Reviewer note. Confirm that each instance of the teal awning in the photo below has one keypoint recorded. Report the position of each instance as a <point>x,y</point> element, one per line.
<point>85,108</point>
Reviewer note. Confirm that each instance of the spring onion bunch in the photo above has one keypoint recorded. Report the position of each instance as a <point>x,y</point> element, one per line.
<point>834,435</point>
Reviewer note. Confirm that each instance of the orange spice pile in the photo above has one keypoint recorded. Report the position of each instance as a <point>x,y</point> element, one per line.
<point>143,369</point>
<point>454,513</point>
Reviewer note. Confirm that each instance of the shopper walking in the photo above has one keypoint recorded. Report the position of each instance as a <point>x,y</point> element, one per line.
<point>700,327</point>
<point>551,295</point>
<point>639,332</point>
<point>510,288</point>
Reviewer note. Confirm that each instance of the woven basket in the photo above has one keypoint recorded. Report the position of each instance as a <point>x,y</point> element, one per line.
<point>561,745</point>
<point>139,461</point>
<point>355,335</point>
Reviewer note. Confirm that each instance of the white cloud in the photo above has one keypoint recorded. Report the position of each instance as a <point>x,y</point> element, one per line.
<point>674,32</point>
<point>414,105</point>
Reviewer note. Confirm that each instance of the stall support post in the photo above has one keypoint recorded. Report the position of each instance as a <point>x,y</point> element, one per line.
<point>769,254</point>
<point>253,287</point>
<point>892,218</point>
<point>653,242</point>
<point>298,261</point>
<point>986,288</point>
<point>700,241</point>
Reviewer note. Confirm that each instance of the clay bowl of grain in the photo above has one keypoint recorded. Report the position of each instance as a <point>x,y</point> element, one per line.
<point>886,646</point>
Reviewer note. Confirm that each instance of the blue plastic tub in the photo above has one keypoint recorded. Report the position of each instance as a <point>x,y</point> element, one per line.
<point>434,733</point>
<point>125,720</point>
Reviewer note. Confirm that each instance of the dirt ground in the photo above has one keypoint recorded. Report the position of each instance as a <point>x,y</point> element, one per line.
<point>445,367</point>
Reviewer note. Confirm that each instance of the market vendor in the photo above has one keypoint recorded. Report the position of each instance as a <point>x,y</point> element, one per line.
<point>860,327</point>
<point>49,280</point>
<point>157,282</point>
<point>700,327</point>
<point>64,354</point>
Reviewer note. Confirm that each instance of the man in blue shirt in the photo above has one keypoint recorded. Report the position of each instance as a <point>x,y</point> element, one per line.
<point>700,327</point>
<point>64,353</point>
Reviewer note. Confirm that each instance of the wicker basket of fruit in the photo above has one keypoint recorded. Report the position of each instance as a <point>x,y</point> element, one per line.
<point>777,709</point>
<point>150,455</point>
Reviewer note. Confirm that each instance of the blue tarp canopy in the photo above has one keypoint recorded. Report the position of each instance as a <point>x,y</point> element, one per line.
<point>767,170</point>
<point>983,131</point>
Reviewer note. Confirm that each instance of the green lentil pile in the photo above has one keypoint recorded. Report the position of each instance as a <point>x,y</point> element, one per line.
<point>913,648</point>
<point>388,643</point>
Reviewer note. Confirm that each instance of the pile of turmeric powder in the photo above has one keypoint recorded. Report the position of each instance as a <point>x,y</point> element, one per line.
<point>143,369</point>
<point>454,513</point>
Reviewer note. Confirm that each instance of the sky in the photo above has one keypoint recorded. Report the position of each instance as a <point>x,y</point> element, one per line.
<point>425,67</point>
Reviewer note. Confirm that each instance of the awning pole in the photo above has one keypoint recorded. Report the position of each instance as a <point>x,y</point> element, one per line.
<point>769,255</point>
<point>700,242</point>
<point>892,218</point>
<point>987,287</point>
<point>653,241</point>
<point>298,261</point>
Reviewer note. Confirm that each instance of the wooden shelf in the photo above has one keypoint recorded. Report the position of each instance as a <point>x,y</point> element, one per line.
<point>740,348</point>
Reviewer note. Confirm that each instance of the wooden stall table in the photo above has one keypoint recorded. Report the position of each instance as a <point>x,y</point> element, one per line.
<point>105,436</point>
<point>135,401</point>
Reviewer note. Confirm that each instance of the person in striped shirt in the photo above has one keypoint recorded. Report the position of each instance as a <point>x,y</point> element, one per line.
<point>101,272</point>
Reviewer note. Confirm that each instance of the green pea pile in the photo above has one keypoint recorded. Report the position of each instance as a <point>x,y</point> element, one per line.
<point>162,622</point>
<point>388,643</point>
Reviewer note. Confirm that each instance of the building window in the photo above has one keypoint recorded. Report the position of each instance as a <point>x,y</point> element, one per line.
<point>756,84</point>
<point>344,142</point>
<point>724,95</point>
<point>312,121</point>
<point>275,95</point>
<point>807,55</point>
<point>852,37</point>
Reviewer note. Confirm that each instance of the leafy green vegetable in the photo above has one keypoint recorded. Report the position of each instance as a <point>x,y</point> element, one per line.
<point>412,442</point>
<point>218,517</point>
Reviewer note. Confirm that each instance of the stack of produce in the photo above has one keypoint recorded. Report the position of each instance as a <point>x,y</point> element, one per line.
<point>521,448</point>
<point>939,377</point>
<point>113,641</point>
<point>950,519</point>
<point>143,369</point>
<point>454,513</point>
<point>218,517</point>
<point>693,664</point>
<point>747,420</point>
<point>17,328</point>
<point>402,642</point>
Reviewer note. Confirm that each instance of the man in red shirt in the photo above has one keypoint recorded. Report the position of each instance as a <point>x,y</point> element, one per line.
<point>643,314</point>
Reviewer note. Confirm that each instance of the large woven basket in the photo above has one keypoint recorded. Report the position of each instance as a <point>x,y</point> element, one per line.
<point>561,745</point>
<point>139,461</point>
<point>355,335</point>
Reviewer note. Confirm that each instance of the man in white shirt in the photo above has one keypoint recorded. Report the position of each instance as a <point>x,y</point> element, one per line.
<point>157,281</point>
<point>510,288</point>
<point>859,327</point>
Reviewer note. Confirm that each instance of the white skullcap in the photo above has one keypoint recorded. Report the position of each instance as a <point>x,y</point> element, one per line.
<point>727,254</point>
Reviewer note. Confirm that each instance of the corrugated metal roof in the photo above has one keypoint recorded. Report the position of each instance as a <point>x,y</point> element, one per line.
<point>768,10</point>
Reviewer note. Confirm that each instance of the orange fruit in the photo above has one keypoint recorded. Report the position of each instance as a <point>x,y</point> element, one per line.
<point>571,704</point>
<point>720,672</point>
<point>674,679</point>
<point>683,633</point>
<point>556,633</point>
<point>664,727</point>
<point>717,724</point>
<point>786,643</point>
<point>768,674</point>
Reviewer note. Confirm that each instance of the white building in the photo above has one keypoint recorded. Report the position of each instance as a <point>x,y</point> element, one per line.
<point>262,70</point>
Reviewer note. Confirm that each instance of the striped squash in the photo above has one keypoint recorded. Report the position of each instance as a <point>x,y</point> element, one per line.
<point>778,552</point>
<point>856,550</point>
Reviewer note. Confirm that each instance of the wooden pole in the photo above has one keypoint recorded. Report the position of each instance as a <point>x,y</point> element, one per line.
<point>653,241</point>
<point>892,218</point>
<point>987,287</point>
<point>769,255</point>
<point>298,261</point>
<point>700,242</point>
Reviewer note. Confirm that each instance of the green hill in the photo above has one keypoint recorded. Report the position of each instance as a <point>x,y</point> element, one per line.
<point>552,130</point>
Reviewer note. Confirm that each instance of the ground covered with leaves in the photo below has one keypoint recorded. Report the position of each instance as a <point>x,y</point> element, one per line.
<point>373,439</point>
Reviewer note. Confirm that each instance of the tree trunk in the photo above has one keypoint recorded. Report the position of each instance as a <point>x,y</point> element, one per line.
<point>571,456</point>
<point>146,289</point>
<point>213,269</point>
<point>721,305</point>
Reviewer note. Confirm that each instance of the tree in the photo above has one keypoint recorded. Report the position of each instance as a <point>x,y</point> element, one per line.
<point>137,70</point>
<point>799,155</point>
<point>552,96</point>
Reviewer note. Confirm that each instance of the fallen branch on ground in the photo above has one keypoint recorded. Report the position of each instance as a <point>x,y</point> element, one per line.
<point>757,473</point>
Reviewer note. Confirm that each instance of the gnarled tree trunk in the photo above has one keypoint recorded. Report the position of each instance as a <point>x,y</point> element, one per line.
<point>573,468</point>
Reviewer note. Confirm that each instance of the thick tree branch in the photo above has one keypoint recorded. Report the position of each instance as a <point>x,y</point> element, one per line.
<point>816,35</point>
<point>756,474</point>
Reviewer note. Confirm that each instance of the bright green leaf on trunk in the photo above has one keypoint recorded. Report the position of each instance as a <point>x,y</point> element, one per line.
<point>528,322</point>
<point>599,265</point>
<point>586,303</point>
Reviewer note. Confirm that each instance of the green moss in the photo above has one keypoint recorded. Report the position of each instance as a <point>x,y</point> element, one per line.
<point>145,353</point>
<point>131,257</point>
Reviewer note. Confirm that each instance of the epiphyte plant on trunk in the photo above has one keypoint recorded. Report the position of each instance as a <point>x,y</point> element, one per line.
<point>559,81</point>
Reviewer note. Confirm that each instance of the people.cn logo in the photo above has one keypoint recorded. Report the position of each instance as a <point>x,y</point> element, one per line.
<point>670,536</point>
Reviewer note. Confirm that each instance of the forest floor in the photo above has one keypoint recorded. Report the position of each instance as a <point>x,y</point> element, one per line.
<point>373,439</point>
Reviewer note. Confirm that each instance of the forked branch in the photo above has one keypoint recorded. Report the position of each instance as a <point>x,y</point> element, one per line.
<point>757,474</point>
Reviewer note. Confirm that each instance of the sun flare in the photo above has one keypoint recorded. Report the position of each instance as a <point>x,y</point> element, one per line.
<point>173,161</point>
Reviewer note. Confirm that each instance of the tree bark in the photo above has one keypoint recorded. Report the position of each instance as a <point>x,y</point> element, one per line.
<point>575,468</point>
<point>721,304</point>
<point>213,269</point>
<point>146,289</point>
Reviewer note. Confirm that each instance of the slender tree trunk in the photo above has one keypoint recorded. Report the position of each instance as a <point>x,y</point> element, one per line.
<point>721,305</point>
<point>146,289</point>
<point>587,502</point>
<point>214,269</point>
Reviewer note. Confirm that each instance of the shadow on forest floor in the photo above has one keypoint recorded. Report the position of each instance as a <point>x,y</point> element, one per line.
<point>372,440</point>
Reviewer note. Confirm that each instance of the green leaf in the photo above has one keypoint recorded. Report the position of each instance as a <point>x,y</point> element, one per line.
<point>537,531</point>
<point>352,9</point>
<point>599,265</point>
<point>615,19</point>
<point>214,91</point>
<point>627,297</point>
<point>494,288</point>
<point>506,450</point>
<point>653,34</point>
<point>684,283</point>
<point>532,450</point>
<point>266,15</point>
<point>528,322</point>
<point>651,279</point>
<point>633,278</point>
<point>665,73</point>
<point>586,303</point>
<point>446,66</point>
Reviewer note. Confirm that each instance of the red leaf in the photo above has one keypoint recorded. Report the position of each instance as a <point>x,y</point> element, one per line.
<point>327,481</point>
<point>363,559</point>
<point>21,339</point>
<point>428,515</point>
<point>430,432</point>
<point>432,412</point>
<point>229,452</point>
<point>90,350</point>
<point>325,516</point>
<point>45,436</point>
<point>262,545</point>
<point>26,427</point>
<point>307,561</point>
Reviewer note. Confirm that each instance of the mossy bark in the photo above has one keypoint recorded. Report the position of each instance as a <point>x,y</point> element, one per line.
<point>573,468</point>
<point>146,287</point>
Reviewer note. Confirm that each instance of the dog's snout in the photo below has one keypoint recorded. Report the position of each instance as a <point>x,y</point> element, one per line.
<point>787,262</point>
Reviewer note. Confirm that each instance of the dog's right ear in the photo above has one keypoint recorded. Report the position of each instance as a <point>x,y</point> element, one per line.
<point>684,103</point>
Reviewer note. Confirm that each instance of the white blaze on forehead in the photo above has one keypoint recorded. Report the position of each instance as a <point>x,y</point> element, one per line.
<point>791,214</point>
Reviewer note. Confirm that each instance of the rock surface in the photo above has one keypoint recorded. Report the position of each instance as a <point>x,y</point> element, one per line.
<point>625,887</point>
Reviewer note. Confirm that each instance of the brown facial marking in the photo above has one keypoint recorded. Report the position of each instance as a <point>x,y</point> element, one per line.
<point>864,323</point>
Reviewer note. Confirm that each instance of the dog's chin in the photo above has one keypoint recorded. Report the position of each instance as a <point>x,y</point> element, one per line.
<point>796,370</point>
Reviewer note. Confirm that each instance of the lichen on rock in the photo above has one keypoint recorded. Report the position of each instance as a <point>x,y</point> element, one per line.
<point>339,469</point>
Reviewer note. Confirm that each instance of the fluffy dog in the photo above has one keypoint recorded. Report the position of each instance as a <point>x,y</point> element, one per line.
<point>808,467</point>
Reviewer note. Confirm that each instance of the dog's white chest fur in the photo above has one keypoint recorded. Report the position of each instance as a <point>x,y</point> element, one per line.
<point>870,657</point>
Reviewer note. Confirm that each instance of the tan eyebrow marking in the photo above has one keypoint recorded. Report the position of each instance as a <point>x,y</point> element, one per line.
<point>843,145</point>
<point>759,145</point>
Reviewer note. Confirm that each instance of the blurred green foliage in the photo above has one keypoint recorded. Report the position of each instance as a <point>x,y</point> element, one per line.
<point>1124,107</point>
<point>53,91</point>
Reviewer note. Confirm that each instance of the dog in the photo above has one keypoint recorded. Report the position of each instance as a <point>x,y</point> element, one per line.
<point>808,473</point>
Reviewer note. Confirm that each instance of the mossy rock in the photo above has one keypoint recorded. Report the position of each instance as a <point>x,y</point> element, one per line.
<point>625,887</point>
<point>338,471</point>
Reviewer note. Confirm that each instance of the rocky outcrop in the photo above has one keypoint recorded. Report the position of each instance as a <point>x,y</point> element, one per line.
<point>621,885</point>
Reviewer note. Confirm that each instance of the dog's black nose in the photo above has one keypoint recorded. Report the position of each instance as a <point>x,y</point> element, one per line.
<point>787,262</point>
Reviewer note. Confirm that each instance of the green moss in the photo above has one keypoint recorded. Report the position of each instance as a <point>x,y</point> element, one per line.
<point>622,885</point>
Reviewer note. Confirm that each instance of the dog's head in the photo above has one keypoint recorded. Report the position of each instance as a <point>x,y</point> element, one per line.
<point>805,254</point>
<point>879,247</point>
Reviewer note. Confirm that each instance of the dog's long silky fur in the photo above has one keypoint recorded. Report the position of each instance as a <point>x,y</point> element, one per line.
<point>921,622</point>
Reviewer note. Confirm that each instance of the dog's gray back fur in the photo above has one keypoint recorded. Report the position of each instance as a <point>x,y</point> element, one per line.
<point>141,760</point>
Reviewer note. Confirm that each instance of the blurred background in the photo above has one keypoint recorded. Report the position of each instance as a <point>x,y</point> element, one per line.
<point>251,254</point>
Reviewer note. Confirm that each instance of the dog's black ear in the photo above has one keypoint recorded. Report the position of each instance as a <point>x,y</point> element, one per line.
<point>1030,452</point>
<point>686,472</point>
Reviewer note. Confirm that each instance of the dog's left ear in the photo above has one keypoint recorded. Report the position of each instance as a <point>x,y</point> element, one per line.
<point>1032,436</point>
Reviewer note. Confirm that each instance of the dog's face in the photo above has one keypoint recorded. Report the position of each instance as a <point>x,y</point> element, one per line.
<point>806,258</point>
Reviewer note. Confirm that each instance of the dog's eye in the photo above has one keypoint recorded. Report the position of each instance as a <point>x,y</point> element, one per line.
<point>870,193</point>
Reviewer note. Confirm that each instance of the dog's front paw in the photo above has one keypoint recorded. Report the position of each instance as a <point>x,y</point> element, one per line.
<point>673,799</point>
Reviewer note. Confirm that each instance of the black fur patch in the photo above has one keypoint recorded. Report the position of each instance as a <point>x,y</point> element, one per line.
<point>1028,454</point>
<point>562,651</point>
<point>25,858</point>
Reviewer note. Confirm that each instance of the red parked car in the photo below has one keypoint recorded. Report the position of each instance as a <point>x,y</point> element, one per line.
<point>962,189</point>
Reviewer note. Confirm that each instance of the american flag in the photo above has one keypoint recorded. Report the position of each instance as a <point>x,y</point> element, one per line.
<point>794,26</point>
============================================================
GOAL OF THE EXERCISE → Lay out the listing, from its start through the line containing "<point>414,105</point>", as a two-column CSV with the header note,keypoints. Each row pairs one note with its answer, and each value sits in a single quoted field with line breaks replaced by spaces.

FULL ANSWER →
note,keypoints
"Reviewer note. Confirm that each instance of the teal awning in the photo below has one keypoint recorded. Report the position of each instance as a <point>x,y</point> element, one per line.","<point>85,108</point>"
"Reviewer note. Confirm that each instance of the spring onion bunch in the photo above has one keypoint recorded. Report the position of each instance as a <point>x,y</point> element, one per line.","<point>834,435</point>"
"Reviewer note. Confirm that each instance of the orange spice pile in the photo above has one keypoint recorded. Report the position of each instance as a <point>x,y</point> element, one per line.","<point>143,369</point> <point>454,513</point>"
"Reviewer note. Confirm that each instance of the shopper walking in the photo above has one keypoint recorded. Report the position of each instance as a <point>x,y</point> element, one per line.","<point>700,327</point> <point>551,295</point> <point>639,332</point> <point>510,288</point>"
"Reviewer note. Confirm that each instance of the woven basket in the photo above has one keypoint recorded. Report the position of each instance as a <point>x,y</point> element, one per line.","<point>561,745</point> <point>139,461</point> <point>355,335</point>"
"Reviewer note. Confirm that each instance of the white cloud in the photo above has one keypoint recorded. Report the position of each instance as a <point>x,y</point> element, one per line.","<point>674,32</point> <point>414,105</point>"